▸ **Twoje zadanie**
Zastąp "orange" słowem "red" w wierszach od pierwszego do wiersza zawierającego "Outlines of the" włącznie i przepisz je, nie zmieniając niczego więcej.

▸ **Zawartość danych**
>>>

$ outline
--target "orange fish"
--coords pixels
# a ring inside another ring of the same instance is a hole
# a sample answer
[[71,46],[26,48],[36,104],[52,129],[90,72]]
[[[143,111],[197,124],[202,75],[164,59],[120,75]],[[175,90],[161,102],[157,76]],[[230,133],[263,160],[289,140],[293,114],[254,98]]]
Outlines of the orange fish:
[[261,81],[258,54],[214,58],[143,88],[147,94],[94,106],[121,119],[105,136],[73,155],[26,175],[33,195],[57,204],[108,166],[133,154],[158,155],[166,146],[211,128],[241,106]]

<<<

▸ **Gotowa odpowiedź**
$ outline
--target "red fish"
--coords pixels
# a ring inside another ring of the same instance is a hole
# a sample answer
[[71,46],[26,48],[36,104],[52,129],[90,72]]
[[[143,111],[197,124],[202,75],[164,59],[120,75]],[[175,90],[161,102],[157,76]],[[230,133],[263,160],[289,140],[293,114],[254,98]]]
Outlines of the red fish:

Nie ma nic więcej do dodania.